» **Goal of the exercise**
All that is wanted is the span of lines from the one with "kinda urgent — can u detect the bare soil" to the last line of the data, copied exactly.

» **Stored data**
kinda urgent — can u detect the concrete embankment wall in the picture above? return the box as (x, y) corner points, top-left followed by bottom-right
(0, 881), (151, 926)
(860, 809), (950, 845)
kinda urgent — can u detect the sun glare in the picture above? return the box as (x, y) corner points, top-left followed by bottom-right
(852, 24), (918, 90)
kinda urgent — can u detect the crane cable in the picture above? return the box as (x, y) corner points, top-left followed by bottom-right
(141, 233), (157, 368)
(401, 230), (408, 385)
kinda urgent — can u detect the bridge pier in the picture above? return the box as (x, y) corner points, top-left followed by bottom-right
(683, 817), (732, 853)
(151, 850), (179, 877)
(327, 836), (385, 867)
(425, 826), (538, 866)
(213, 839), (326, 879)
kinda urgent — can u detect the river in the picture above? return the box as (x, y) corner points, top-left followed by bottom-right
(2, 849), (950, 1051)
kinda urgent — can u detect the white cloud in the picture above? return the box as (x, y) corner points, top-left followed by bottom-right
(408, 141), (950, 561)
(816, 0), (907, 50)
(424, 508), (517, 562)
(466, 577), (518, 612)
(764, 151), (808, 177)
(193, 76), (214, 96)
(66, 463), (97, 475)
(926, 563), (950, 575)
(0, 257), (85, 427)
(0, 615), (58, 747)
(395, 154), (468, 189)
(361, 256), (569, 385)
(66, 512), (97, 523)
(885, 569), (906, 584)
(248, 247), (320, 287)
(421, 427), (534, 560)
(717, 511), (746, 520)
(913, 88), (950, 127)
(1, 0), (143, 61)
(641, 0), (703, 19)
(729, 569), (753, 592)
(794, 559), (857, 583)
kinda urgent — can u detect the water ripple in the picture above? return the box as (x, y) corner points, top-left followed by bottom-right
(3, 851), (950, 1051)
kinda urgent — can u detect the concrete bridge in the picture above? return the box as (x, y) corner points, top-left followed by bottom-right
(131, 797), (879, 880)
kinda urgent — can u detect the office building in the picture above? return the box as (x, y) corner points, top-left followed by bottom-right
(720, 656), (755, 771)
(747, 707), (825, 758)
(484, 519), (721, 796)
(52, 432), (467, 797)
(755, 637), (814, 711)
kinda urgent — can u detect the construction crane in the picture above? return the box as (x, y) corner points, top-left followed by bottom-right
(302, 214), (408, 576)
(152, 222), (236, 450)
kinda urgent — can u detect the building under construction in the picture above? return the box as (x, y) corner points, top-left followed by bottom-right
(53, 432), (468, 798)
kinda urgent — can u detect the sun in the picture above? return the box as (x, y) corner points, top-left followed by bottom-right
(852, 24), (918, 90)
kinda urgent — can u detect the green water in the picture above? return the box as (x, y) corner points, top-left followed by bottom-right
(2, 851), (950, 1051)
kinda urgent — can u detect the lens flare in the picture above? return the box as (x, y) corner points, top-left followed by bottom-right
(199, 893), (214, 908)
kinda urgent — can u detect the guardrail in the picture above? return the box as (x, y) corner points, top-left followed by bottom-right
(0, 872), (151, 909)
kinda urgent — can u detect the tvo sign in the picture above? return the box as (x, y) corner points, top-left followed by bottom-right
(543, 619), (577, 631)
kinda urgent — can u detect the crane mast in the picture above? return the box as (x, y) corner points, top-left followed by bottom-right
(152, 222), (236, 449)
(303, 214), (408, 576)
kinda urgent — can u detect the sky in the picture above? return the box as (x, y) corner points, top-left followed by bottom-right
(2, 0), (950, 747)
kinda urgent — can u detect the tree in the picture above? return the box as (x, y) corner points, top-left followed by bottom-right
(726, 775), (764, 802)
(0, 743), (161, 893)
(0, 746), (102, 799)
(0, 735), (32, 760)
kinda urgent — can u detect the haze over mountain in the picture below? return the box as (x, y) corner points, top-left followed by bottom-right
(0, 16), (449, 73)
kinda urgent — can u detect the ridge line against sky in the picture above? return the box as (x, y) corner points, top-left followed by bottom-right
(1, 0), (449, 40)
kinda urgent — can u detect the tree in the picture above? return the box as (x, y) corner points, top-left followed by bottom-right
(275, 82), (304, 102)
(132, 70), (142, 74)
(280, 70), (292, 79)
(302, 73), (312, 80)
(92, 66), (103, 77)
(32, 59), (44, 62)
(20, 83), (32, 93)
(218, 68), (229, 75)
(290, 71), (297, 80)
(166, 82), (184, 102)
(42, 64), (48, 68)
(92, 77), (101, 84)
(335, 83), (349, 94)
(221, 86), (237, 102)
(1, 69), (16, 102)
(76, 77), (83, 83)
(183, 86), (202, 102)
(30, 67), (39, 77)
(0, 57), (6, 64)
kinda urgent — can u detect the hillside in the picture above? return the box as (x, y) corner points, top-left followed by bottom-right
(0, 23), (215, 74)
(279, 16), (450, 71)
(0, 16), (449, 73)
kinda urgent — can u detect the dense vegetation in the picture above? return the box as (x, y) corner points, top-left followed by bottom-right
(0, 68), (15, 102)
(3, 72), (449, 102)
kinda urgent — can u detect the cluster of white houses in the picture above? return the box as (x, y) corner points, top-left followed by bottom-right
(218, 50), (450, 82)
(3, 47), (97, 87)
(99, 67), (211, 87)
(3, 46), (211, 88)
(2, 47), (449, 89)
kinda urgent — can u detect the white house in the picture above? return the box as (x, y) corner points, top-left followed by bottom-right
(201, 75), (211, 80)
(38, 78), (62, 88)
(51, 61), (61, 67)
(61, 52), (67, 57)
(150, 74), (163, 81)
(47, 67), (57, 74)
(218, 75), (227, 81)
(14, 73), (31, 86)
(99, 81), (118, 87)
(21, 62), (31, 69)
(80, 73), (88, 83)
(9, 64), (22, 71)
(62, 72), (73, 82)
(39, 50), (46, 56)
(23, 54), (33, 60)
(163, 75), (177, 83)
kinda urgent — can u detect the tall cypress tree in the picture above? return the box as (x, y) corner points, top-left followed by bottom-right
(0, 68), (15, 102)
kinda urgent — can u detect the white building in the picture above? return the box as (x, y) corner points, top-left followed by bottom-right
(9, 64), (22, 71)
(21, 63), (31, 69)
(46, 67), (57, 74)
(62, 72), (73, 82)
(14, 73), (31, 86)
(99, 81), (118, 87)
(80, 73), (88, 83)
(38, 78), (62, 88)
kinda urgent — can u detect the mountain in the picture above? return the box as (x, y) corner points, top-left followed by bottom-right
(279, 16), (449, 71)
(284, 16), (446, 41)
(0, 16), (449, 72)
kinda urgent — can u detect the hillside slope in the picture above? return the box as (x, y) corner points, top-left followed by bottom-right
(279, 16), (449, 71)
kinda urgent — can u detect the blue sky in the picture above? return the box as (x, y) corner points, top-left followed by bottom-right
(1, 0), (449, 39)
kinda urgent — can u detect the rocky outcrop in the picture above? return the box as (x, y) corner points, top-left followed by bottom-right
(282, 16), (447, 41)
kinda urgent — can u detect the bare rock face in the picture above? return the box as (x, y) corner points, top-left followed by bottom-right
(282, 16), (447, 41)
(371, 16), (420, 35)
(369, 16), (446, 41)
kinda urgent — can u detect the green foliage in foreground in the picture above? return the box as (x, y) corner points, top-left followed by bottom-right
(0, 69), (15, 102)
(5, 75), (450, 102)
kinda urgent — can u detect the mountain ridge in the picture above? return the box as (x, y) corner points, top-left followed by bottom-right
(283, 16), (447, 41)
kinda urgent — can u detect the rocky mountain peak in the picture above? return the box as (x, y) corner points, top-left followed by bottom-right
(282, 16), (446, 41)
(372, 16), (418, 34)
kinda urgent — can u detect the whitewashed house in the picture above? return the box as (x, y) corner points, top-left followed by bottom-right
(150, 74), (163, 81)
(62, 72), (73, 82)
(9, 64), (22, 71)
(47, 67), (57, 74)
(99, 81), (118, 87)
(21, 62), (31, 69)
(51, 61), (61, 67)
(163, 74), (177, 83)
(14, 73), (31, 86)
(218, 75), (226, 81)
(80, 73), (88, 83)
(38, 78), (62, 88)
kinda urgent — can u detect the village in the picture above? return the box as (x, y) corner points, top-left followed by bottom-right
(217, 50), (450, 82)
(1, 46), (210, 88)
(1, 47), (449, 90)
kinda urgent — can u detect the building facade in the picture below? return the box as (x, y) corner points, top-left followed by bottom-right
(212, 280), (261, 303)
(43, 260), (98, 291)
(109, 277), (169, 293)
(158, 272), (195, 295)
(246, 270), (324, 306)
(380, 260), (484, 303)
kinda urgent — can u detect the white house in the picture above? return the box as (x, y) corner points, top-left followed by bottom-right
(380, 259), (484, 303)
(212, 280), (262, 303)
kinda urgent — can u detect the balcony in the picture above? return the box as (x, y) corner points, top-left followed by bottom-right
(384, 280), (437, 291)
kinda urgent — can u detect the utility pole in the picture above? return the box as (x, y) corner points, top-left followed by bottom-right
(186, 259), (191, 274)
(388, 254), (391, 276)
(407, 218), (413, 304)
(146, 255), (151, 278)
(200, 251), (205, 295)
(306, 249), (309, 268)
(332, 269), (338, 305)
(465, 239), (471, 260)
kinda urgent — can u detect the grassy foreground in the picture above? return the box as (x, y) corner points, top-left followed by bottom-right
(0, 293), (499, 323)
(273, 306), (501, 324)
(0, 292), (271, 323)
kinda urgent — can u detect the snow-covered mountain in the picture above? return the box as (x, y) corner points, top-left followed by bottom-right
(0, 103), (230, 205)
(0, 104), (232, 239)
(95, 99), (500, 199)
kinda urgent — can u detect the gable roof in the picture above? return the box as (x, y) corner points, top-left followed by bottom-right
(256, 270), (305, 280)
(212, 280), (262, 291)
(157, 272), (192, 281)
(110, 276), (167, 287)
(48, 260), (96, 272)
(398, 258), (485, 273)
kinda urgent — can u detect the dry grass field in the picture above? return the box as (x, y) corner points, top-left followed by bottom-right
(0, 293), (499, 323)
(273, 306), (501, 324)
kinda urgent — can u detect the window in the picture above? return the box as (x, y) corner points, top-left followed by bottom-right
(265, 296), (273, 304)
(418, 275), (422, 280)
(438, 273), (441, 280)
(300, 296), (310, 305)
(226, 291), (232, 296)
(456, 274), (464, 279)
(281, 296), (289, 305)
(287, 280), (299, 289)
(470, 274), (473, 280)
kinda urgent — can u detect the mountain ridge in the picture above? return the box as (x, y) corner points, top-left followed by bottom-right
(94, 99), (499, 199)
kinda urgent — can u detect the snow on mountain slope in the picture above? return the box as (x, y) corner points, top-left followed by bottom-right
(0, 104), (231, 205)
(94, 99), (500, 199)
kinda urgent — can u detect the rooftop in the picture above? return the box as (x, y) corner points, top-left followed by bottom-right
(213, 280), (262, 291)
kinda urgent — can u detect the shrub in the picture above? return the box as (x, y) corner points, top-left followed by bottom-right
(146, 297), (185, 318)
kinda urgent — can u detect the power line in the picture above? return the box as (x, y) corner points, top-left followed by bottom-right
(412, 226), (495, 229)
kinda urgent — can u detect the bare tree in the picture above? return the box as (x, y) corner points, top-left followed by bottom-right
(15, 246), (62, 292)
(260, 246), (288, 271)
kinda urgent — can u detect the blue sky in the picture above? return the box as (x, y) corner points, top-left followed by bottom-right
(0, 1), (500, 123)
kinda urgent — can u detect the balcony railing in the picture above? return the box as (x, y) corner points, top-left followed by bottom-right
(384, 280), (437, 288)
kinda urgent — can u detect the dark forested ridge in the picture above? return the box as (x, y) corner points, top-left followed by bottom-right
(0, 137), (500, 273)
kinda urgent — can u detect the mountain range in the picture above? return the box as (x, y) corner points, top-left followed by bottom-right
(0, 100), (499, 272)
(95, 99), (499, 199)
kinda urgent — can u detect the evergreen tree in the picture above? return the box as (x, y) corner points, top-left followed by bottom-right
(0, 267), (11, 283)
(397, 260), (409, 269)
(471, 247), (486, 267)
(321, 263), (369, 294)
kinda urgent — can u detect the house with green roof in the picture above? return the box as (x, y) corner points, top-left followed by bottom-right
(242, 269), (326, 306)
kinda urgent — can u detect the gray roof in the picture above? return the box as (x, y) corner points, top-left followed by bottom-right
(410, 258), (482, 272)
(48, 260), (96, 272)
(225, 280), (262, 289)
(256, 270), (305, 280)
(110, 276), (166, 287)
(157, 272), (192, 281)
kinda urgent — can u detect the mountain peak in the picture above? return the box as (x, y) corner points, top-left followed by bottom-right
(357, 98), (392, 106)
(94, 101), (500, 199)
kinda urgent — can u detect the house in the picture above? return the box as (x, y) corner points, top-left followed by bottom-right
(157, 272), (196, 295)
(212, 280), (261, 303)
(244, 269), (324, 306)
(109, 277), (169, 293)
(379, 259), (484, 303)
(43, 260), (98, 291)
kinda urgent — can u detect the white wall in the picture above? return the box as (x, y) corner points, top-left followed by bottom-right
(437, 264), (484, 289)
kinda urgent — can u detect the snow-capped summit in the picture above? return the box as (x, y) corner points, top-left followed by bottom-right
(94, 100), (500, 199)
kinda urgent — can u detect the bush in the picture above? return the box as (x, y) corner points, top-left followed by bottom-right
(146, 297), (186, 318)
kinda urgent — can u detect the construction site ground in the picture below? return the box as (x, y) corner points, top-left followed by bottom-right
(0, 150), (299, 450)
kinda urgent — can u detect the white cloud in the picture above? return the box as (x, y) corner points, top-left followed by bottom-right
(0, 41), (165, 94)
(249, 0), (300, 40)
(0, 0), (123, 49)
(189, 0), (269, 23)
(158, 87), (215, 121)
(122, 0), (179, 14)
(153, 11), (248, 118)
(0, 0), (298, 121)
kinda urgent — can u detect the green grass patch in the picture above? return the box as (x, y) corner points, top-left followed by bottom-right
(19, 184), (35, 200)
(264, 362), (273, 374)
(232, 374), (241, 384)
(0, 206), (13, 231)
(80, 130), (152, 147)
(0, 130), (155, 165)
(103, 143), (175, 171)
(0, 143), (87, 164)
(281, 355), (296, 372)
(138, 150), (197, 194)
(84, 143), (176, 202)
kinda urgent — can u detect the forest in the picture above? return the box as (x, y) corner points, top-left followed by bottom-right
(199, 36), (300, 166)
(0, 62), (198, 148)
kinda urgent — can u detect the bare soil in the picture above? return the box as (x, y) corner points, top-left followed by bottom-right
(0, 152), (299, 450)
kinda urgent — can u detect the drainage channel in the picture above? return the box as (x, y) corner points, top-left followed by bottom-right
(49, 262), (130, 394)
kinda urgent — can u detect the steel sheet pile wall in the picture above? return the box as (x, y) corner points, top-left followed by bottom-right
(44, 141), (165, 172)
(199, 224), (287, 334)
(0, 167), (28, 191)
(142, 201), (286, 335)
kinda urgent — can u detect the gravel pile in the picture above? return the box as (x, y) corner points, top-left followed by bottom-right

» **Finished exercise**
kinda urgent — can u detect the bare soil in the picture above? return the box as (x, y) corner points, top-left followed by bottom-right
(0, 152), (299, 450)
kinda urgent — can u detect the drainage channel in the picture above? return the box as (x, y) corner points, top-left followed by bottom-right
(49, 262), (130, 394)
kinda urgent — can u detect the steel sheet pile wall in the picture above? return the box as (x, y) corner points, top-left followed by bottom-right
(44, 141), (165, 172)
(199, 224), (287, 334)
(0, 167), (28, 191)
(142, 201), (286, 335)
kinda urgent — can u detect the gravel pile in the picture above? return the box as (x, y) corner points, top-left followed by bottom-right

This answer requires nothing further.